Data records
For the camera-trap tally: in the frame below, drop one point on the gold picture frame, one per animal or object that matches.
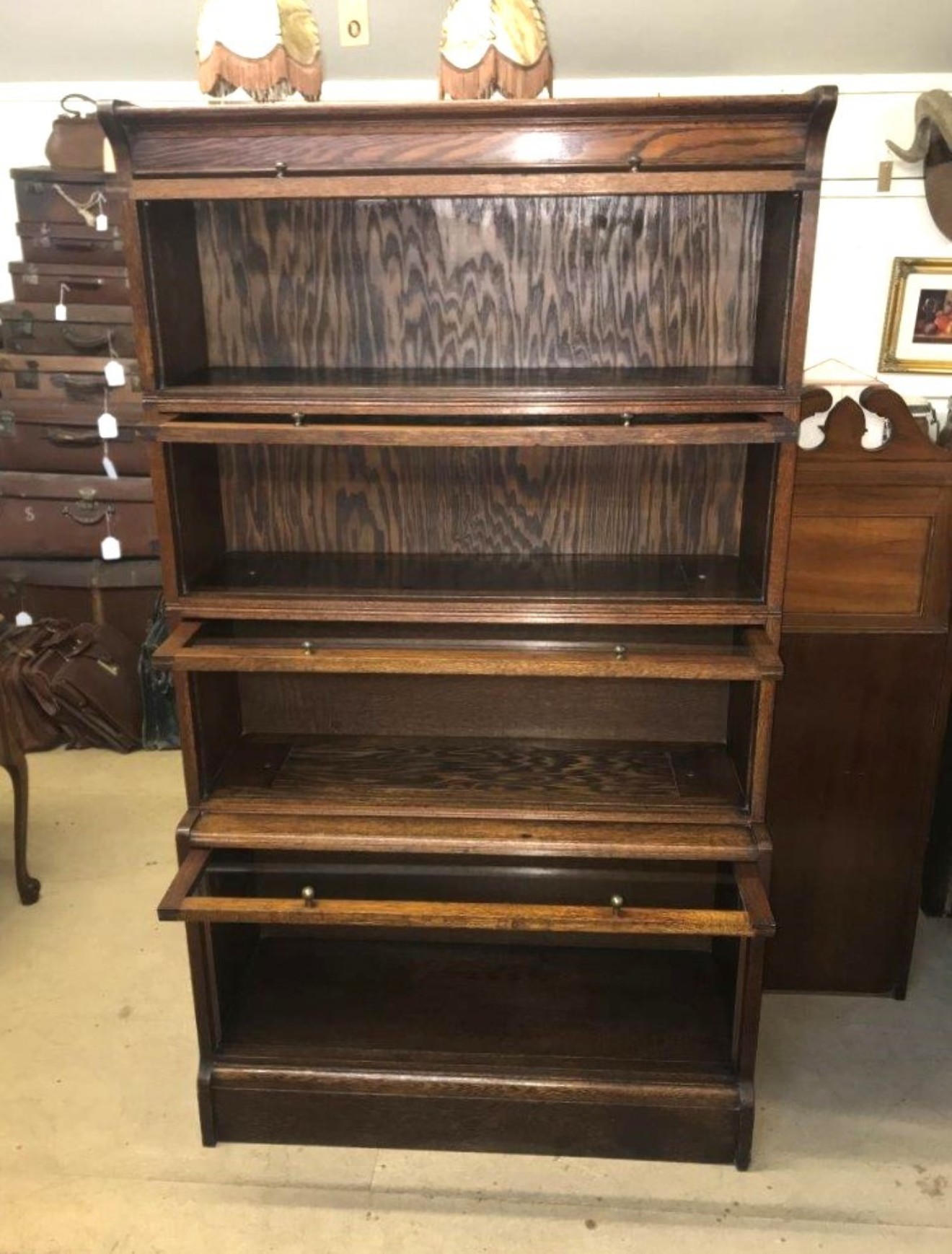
(917, 335)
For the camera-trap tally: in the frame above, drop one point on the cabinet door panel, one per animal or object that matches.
(851, 778)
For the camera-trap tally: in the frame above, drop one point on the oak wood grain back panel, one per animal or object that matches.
(285, 498)
(413, 705)
(495, 282)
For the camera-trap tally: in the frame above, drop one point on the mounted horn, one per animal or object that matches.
(933, 112)
(933, 144)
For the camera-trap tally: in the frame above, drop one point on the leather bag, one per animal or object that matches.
(30, 729)
(76, 139)
(86, 681)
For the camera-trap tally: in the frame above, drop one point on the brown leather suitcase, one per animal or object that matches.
(24, 377)
(64, 438)
(67, 245)
(92, 330)
(69, 516)
(45, 195)
(73, 284)
(120, 593)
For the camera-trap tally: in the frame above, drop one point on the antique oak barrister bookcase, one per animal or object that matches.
(475, 468)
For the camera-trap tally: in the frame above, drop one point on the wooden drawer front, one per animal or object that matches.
(875, 556)
(64, 379)
(66, 516)
(103, 285)
(33, 329)
(624, 900)
(384, 144)
(39, 437)
(62, 242)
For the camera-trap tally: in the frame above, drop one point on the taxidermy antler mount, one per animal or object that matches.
(933, 146)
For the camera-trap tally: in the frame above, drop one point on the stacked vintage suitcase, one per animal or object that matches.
(63, 488)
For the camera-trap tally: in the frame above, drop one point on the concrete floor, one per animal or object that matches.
(100, 1148)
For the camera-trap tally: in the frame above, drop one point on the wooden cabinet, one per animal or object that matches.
(475, 460)
(862, 711)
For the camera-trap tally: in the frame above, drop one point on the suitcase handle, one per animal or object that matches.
(71, 245)
(63, 438)
(78, 385)
(89, 513)
(84, 344)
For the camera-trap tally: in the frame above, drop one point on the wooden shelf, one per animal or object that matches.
(443, 587)
(477, 392)
(673, 654)
(527, 1009)
(495, 778)
(466, 838)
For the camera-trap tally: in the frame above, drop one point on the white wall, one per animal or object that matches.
(860, 229)
(596, 38)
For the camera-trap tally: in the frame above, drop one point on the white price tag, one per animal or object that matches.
(110, 548)
(108, 426)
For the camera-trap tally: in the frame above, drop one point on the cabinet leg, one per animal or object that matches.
(27, 885)
(206, 1114)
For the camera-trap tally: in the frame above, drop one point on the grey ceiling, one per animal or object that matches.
(154, 39)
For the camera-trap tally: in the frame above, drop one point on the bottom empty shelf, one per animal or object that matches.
(538, 1009)
(547, 779)
(537, 1050)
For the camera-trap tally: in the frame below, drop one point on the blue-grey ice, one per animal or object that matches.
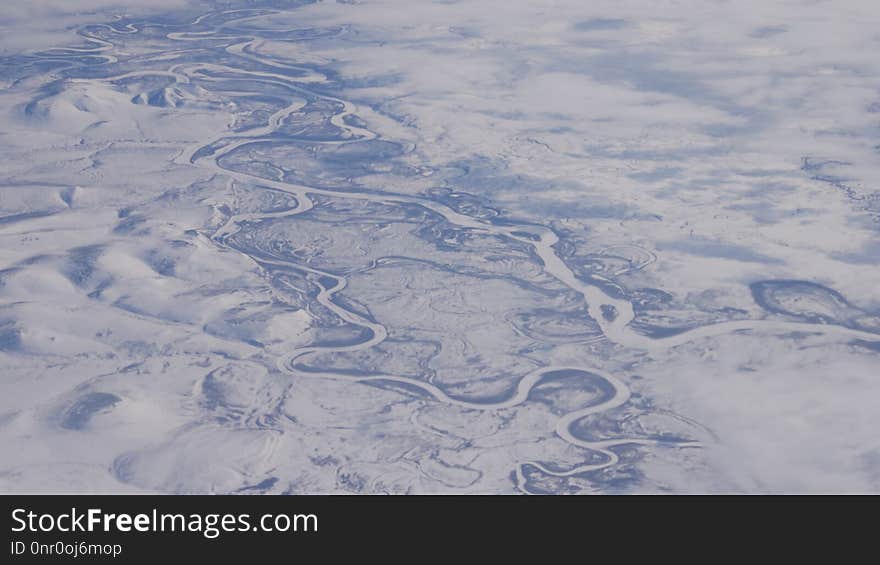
(413, 246)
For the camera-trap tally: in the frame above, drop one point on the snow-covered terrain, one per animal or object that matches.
(473, 246)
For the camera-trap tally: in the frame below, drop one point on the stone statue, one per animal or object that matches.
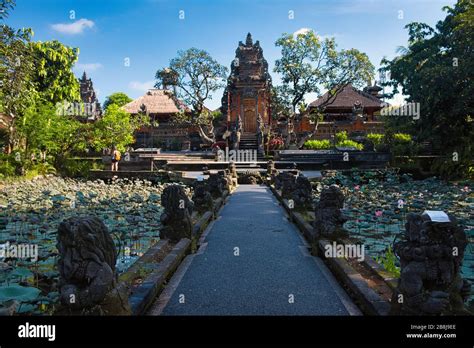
(328, 218)
(302, 193)
(216, 185)
(233, 173)
(87, 277)
(284, 179)
(202, 198)
(260, 134)
(176, 219)
(239, 124)
(271, 168)
(226, 179)
(431, 255)
(250, 178)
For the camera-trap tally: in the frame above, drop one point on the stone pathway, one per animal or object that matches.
(253, 262)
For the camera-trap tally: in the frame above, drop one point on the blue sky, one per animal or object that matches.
(148, 33)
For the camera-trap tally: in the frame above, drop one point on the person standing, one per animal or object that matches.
(115, 159)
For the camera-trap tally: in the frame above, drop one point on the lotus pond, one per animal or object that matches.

-- REQUIRED WORK --
Rewrite the lines above as a numbered list, skipping any blank lines. Leave the pictures out of your answer.

-- EXERCISE RESULT --
1. For the camera-trap tally: in the frame below, drop one point on the gold picture frame, one per animal or object that matches.
2. (917, 335)
3. For the camera-trap tally: in the frame above, drop one point on the cabinet door panel, one per animal or object that matches.
4. (851, 778)
5. For the camera-trap tally: in the frame above, drop one point on the oak wood grain back panel, one per animal or object that matches.
6. (285, 498)
7. (413, 705)
8. (495, 282)
9. For the camera-trap tally: in the frame above, drop one point on the mounted horn, one per animal or object that matches.
10. (933, 112)
11. (933, 144)
12. For the camera-trap tally: in the frame above, drop one point on the leather bag, one per animal or object that matches.
13. (30, 729)
14. (76, 139)
15. (86, 681)
16. For the camera-trap tally: in the frame above, drop one point on the brown leather suitcase, one per animal or object that matches.
17. (24, 377)
18. (64, 438)
19. (67, 245)
20. (92, 330)
21. (69, 516)
22. (45, 195)
23. (73, 284)
24. (120, 593)
25. For the camera-trap tally: in the frame above, drop one point on the antique oak barrister bookcase, one per animal or object that matches.
26. (475, 468)
27. For the camera-trap tally: in the frame above, drop one point on the wooden drawer front, one per animal or object that matches.
28. (875, 556)
29. (64, 379)
30. (66, 516)
31. (103, 285)
32. (33, 329)
33. (624, 900)
34. (384, 144)
35. (39, 437)
36. (62, 242)
37. For the camera-trap tally: in the frame above, drop one point on the taxidermy antler mount, one per animal or object that matches.
38. (933, 146)
39. For the camera-trap tally: in the frame above, drop one point on the stacked vintage suitcase, one per animal or object that matches.
40. (63, 488)
41. For the camera-trap tally: in the frame above, drop one point on the concrete floor, one per animal or object that matches.
42. (100, 1148)
43. For the camera-trap tally: in the frame above, drop one point on the wooden cabinet, one per animal or object that matches.
44. (475, 460)
45. (862, 711)
46. For the camera-trap tally: in the frame above, drop one point on the suitcase handle, one per animal or object that matches.
47. (71, 245)
48. (63, 438)
49. (78, 385)
50. (89, 513)
51. (84, 344)
52. For the camera-trap tally: in the frame above, drop one point on the wooden shelf, one per animal or object that matches.
53. (443, 587)
54. (477, 392)
55. (673, 654)
56. (527, 1009)
57. (495, 778)
58. (466, 838)
59. For the camera-trap tally: in the frame above, drop one point on the white wall, one per animal or object that matches.
60. (860, 229)
61. (596, 38)
62. For the camera-trap tally: in the frame above, drop one point on the white price tag, one per animal or object that matches.
63. (110, 548)
64. (108, 426)
65. For the camera-trap tally: in the frame above, drop one point on the cabinet leg, one per animal or object that matches.
66. (27, 885)
67. (206, 1114)
68. For the camera-trap tally: in the frame above, drop one point on the grey ceiling, one per animal or object that matches.
69. (154, 39)
70. For the camera-trap tally: in the frame above, drop one point on the bottom empty shelf, one per animal or object that matches.
71. (538, 1009)
72. (547, 779)
73. (537, 1050)
74. For the camera-trap tally: in the frame below, drop one point on the blue-grey ice, one per animal or object that matches.
75. (413, 246)
76. For the camera-trap tally: in the frame above, drop one point on the snow-covered terrain, one per animal or object that matches.
77. (473, 246)
78. For the camera-trap tally: in the frame below, drop one point on the stone statue, one per animal or object that matches.
79. (328, 218)
80. (302, 193)
81. (216, 185)
82. (233, 173)
83. (87, 277)
84. (284, 179)
85. (202, 198)
86. (260, 134)
87. (176, 219)
88. (239, 124)
89. (271, 168)
90. (226, 179)
91. (431, 255)
92. (250, 178)
93. For the camera-trap tally: in the frame above, drop one point on the stone pathway, one per animal or object that matches.
94. (253, 262)
95. For the camera-trap tally: in the frame above, drop one point on the blue sky, one per animal or object that matches.
96. (148, 33)
97. For the camera-trap tally: in the frame above, drop one point on the person standing, one per animal or object that matches.
98. (115, 159)
99. For the camera-trap tally: in the frame above, drop one point on the lotus pond, one per animal or object that matches.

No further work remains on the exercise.